● Document:
## begin

A Writer’s Diary Entries From Early September, 1998

Friday, September 4, 1998

7 PM. I think the zinc lozenges have aided me in keeping this a rather mild cold. On the other hand, there’s no way of knowing if it would have been worse sans zinc. But I slept well last night, and today I had only moments when I felt really bad or when my energy sagged.

Yesterday I got a little antsy after being cooped up all day, and I went to Nova to get on the Internet at 6 PM. Today I went out to teach and then back to Nova for a little while, and I also had a baked potato at Wendy’s.

Class went okay today. I think I’ve got the reputation as an interesting and probably an easy teacher – if you can put up with my many eccentricities.

I’m getting to like the students more, even though they’re not very responsive. On the other hand, perhaps I only think I’m asking them to speak when I’m mostly in love with my own opinions and they can see that, so I intimidate them.

Before I left for work, Gianni called from Madrid. I was very flattered that he thought of me. He’s fine, but he said it’s a difficult adjustment, and a measure of that is that he misses Miami, a city he always thought he hated.

I hadn’t engaged his anxiety about the flight to Europe properly, but he said that last Sunday I made him feel a lot better about flying. Of course, the Swissair crash upset him, but by the time he had heard about it, he was safely in Madrid, having arrived via train from Lisbon.

He was excited to see Alejandro after such a long time, and he’s been enjoying himself, but the time changes have still got him out of whack.

I tried to assure him that if he gave Madrid a chance – he complained about its “dirtiness, worse than New York” – he would adjust day by day.

Gianni said he’ll write me with his address and get set up on email. I told him I missed him – I was surprised that I honestly do – and said I was thrilled that he phoned. He must really like me more than I thought; if he just wanted someone to speak English with, he could have called any of his friends.

## end

● Data records:
## begin

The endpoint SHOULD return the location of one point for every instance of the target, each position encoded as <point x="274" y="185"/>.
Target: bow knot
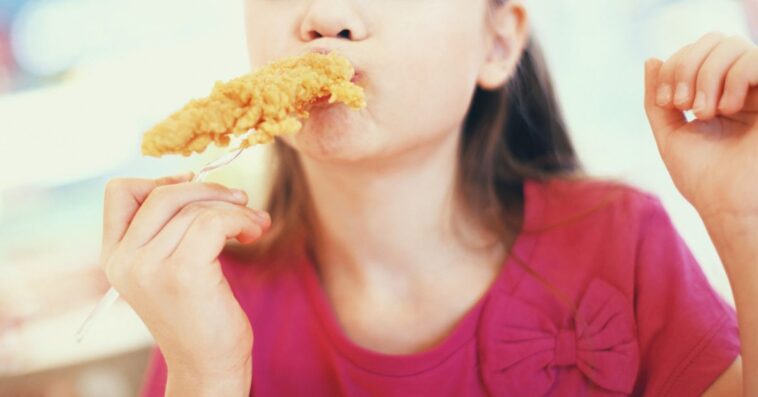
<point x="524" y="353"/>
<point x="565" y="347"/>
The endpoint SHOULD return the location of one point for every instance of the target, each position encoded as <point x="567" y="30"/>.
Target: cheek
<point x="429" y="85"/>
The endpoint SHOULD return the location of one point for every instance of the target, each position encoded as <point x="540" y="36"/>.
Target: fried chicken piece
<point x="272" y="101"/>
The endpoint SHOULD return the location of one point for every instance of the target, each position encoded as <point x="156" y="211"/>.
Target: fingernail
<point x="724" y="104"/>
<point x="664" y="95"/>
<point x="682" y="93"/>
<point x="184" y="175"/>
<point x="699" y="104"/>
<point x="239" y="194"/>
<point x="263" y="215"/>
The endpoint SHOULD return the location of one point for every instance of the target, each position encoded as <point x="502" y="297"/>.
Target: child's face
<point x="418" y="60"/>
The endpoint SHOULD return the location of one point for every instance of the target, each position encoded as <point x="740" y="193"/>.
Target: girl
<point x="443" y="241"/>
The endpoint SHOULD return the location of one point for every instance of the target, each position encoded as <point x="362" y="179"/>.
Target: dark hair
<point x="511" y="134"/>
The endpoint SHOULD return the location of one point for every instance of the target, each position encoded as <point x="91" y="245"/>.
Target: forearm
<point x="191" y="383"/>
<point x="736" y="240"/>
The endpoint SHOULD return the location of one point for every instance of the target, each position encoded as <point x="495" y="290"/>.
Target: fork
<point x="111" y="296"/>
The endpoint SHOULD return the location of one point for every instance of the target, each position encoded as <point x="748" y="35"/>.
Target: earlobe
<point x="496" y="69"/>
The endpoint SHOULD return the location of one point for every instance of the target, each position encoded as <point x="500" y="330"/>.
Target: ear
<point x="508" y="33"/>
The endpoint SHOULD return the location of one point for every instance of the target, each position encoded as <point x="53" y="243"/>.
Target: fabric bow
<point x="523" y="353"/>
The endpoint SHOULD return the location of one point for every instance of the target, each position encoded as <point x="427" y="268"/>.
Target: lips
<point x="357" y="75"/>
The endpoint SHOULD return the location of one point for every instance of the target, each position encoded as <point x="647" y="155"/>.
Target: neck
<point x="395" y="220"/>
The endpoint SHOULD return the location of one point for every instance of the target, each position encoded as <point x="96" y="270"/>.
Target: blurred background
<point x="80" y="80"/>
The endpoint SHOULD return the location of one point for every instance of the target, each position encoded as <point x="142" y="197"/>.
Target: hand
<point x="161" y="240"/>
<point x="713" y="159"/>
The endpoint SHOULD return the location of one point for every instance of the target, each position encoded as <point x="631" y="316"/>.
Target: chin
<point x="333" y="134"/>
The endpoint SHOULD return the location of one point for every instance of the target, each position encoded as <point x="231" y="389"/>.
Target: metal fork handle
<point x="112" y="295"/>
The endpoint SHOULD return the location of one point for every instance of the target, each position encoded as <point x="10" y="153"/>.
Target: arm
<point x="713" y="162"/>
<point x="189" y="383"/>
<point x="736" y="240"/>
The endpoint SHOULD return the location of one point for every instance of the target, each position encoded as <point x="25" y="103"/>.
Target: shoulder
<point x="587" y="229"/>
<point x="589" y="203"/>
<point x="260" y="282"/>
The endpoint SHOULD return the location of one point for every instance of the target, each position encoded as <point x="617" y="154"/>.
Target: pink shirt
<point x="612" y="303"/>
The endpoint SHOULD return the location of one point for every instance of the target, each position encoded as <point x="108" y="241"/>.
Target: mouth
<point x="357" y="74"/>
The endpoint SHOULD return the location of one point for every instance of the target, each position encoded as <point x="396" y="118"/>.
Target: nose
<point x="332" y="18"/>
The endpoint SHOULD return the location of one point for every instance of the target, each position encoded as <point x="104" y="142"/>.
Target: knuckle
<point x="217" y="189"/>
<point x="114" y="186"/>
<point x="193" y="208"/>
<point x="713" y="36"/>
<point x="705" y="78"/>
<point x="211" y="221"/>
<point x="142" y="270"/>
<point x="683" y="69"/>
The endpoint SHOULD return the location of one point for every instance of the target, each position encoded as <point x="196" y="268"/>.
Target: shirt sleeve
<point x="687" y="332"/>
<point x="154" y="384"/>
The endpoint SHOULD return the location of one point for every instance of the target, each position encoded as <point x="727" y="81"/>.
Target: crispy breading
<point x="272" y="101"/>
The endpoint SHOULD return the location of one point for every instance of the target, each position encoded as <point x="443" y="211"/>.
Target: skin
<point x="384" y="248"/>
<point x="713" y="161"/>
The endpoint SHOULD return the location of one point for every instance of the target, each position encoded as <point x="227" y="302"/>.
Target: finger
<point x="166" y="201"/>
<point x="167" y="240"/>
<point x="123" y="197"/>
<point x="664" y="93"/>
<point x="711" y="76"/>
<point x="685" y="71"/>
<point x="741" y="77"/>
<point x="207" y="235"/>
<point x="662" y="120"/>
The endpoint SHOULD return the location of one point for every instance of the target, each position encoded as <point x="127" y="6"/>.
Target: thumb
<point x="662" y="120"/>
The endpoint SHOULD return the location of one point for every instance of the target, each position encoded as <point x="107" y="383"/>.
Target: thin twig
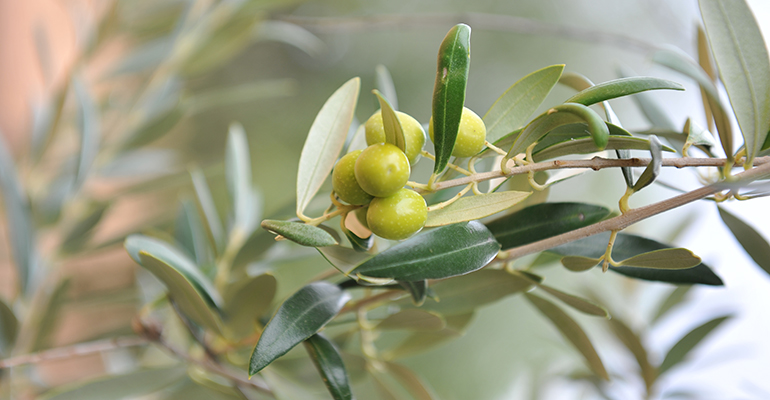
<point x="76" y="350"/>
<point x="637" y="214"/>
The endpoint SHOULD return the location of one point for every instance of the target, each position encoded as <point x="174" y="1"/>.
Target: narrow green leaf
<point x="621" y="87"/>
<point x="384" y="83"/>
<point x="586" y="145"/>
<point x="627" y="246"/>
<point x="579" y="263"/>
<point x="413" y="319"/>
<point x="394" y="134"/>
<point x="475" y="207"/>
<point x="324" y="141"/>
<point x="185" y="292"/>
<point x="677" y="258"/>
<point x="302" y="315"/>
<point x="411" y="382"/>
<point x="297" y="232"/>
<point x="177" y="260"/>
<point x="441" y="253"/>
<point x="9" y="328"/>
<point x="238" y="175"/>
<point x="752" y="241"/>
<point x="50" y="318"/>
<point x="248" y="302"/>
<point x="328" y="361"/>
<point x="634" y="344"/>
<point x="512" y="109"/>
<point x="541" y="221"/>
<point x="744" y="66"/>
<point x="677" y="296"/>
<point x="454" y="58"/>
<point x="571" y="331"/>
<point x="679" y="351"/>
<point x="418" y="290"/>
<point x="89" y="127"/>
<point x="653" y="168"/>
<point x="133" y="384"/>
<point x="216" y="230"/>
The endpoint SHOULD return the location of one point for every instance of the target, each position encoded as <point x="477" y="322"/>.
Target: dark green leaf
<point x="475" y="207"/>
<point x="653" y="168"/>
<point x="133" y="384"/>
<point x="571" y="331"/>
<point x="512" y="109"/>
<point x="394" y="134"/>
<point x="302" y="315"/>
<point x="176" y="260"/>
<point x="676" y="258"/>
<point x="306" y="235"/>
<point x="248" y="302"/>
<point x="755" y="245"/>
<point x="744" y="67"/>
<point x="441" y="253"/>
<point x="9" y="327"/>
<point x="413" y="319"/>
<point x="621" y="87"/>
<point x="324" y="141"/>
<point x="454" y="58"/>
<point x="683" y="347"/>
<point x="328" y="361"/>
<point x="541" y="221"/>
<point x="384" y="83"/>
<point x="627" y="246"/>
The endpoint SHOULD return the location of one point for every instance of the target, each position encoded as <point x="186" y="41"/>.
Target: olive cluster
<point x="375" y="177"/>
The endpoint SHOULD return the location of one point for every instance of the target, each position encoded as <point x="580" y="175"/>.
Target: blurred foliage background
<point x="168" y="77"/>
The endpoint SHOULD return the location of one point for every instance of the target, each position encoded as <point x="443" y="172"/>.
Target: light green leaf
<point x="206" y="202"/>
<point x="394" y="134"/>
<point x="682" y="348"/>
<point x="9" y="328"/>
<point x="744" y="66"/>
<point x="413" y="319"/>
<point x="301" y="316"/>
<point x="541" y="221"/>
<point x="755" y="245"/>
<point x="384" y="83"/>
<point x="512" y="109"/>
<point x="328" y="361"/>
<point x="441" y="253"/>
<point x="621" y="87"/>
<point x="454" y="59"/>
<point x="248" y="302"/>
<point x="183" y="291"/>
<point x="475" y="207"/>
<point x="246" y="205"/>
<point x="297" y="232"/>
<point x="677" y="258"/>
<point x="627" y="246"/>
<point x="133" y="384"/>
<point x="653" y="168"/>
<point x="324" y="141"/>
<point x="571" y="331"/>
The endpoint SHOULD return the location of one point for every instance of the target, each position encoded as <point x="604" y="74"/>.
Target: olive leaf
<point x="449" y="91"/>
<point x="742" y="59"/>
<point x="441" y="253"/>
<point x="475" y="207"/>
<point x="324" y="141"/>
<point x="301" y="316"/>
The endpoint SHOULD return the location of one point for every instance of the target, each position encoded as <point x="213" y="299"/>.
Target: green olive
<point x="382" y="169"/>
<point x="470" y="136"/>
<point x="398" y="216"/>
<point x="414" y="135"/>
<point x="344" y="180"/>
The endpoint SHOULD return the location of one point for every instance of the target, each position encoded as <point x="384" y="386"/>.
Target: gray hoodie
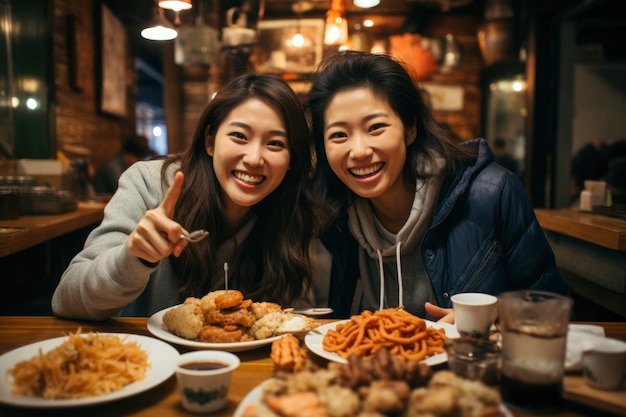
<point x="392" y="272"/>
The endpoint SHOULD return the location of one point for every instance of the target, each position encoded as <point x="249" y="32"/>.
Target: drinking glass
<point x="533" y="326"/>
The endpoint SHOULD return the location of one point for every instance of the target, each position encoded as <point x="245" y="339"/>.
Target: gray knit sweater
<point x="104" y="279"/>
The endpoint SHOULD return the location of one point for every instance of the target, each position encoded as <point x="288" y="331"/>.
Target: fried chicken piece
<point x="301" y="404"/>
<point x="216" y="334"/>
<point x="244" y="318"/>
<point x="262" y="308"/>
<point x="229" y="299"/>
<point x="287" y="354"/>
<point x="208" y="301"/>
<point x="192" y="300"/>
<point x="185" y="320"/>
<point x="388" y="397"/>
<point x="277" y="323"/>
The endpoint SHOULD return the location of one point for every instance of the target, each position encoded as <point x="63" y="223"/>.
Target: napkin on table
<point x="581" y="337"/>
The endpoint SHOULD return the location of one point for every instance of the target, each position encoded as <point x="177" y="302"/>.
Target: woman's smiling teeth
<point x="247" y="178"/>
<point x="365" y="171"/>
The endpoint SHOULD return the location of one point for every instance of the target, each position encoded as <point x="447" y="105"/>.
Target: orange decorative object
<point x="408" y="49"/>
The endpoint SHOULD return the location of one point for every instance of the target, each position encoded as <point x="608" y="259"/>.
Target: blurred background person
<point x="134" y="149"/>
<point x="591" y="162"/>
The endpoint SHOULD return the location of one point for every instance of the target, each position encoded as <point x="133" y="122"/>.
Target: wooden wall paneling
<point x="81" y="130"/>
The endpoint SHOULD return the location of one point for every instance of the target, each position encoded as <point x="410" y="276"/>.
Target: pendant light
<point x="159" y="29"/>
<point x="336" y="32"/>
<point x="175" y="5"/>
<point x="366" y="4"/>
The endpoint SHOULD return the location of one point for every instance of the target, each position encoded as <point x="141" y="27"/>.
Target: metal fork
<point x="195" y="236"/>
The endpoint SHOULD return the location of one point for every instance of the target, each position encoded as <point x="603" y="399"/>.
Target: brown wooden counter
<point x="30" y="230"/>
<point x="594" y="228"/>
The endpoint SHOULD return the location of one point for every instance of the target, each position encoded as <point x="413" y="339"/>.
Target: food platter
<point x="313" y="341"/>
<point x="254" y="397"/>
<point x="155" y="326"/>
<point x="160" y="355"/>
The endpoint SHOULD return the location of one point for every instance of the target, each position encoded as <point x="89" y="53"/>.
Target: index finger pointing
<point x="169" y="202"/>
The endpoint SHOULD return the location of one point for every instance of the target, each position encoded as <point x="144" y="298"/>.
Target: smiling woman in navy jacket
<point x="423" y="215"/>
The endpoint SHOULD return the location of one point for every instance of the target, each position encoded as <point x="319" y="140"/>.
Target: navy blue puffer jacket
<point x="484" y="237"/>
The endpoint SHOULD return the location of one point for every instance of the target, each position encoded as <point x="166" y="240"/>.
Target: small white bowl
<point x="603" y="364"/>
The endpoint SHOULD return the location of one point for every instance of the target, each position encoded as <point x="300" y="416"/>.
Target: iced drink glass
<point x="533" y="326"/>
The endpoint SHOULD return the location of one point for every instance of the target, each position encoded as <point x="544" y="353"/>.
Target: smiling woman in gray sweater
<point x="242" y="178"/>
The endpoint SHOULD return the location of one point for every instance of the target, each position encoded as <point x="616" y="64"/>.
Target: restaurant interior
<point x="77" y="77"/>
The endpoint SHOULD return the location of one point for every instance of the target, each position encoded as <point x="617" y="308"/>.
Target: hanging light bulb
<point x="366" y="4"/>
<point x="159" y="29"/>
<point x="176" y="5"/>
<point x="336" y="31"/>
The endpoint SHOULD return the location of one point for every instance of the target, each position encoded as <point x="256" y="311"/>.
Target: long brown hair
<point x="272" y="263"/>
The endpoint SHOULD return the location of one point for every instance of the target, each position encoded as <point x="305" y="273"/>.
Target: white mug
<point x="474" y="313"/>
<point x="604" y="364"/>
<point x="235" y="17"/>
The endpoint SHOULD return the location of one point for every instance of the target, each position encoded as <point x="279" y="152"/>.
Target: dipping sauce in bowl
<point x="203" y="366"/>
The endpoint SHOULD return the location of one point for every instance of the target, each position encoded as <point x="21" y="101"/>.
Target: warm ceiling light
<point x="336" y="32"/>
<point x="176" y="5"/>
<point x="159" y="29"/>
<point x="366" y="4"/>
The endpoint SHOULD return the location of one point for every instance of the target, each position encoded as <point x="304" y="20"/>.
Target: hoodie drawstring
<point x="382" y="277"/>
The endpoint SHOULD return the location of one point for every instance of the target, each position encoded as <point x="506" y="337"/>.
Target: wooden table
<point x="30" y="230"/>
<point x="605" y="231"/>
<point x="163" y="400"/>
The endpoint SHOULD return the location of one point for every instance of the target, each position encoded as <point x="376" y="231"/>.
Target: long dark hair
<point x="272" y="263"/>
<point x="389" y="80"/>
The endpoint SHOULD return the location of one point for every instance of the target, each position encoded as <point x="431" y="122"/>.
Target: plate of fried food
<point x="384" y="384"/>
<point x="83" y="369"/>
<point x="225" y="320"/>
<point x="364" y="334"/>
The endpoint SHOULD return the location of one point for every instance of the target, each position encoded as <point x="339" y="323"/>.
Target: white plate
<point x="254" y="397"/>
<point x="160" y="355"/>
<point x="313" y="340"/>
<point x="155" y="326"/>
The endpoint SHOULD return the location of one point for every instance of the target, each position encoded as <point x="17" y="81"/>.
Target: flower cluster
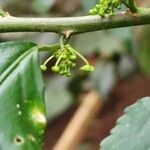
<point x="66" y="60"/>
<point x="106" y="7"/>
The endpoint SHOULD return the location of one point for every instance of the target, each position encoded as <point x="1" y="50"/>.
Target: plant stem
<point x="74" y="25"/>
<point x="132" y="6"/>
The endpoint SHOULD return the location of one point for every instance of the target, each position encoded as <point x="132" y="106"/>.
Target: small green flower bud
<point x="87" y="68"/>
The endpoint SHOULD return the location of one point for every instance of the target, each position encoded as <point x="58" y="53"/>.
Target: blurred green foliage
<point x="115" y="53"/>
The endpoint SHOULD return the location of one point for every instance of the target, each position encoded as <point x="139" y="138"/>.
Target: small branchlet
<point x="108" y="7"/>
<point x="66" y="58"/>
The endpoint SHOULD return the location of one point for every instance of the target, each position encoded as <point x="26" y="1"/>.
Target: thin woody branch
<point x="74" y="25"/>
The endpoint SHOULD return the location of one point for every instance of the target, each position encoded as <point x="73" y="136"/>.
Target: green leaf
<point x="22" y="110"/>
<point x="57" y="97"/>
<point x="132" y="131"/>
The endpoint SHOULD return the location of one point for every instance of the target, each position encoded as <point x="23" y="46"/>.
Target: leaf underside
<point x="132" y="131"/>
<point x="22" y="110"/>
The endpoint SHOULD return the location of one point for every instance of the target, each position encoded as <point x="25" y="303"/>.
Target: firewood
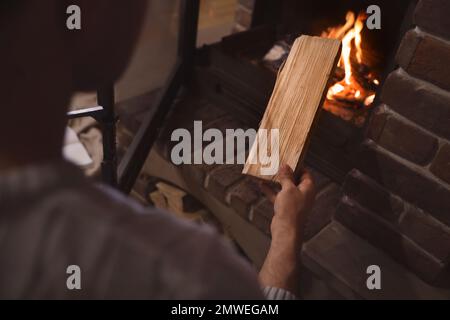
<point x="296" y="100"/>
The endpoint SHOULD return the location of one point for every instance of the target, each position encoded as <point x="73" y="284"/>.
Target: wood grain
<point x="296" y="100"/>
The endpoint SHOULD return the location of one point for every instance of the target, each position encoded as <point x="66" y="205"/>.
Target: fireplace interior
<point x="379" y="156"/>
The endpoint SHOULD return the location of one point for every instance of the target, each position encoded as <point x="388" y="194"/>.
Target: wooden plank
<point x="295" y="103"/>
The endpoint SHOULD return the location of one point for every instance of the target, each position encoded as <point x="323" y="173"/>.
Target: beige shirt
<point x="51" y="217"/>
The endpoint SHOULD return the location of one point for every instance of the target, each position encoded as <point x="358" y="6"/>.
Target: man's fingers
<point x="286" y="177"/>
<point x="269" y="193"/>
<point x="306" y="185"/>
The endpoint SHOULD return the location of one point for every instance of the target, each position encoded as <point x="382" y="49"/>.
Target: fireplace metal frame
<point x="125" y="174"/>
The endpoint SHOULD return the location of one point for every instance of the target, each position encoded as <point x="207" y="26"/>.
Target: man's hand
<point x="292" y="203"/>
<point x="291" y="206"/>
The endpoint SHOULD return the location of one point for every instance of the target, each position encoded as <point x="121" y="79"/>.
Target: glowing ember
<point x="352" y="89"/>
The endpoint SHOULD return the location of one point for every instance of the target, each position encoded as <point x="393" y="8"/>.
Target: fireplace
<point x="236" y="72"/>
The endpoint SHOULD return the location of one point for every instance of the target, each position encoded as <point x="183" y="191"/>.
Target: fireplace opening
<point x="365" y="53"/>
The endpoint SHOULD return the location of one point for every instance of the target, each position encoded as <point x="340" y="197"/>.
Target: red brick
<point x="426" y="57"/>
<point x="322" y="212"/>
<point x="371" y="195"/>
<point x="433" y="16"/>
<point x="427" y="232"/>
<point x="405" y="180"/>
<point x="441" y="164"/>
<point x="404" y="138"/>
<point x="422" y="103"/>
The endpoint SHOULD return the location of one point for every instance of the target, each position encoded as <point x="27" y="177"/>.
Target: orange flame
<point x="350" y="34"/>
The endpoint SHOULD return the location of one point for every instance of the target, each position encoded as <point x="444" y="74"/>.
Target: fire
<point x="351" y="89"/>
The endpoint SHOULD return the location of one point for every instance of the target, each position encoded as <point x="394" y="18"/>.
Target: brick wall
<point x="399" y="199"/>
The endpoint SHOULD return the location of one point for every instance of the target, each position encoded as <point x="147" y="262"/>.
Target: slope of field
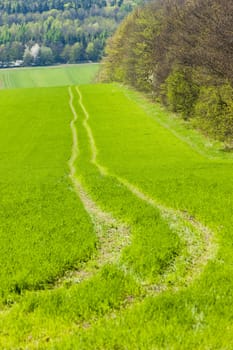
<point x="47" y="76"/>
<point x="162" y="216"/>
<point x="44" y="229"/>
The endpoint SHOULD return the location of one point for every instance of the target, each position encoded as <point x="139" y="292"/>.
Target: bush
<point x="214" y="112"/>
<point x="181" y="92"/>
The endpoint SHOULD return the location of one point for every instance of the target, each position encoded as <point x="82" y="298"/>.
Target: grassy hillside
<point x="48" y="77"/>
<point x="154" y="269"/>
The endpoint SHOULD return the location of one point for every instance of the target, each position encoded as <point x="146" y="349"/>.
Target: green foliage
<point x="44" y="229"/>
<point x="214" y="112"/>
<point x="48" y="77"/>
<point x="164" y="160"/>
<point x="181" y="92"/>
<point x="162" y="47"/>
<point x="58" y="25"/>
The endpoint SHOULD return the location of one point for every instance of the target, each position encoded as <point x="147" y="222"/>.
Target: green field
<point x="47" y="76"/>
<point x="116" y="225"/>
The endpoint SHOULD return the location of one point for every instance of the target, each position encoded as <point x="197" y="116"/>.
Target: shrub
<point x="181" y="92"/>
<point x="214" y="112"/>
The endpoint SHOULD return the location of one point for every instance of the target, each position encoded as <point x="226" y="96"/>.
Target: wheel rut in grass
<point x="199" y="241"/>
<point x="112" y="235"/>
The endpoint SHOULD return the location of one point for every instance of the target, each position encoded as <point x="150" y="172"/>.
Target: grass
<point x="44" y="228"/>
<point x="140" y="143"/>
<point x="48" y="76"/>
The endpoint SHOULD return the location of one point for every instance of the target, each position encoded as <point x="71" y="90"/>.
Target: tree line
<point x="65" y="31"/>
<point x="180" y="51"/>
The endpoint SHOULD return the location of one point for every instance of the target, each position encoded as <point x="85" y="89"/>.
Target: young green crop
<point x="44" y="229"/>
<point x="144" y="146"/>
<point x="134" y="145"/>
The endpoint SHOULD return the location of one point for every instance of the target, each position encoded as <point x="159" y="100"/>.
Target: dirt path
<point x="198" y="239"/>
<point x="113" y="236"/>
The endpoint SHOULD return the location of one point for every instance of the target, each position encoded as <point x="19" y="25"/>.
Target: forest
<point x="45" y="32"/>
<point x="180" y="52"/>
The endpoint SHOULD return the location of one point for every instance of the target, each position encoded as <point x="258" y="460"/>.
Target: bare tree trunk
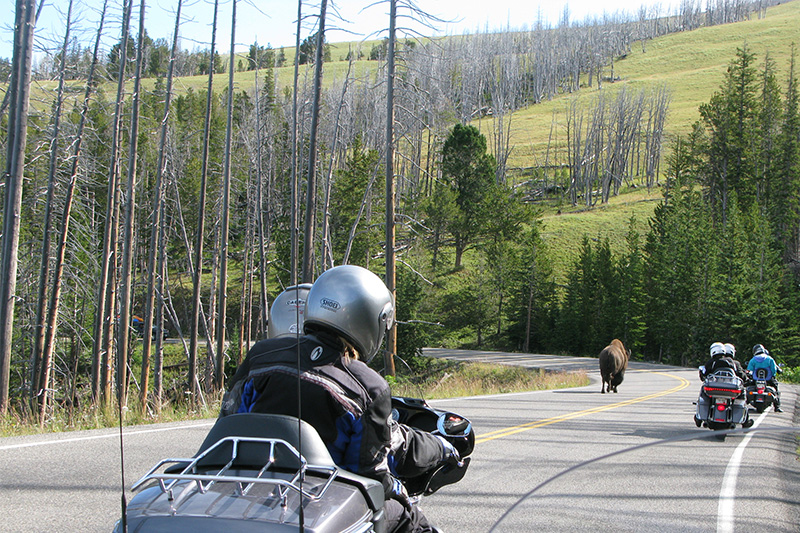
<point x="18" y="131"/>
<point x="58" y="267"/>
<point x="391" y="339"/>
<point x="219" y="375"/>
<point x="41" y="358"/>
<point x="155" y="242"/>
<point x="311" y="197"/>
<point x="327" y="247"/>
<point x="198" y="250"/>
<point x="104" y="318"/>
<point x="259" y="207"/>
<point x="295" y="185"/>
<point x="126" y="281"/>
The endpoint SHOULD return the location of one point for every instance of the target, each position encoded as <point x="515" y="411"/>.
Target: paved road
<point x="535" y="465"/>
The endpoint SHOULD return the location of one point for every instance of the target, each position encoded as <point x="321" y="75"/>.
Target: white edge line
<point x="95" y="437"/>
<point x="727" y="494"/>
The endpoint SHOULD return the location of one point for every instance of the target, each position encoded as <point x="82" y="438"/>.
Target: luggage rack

## end

● Exercise requirements:
(1) In the diary entry, rewrite the paragraph beginning "Before I left for work" as a short bulleted list that keeps its main facts.
(2) Answer the following questions using the diary entry:
(a) What did the writer have at Wendy's?
(b) How did Gianni reach Madrid, and from which city?
(c) Which city did Gianni say Madrid's dirtiness was worse than?
(3) Print the passage of the diary entry from "I tried to assure" up to and including "of his friends.".

● Written responses:
(1)
- Gianni called from Madrid before the writer left for work.
- The writer was very flattered that Gianni thought of calling.
- Gianni is fine, but he described the adjustment as difficult.
- As a sign of this, he misses Miami, a city he always thought he hated.

(2)
(a) A baked potato.
(b) By train, from Lisbon.
(c) New York.

(3)
I tried to assure him that if he gave Madrid a chance – he complained about its “dirtiness, worse than New York” – he would adjust day by day.

Gianni said he’ll write me with his address and get set up on email. I told him I missed him – I was surprised that I honestly do – and said I was thrilled that he phoned. He must really like me more than I thought; if he just wanted someone to speak English with, he could have called any of his friends.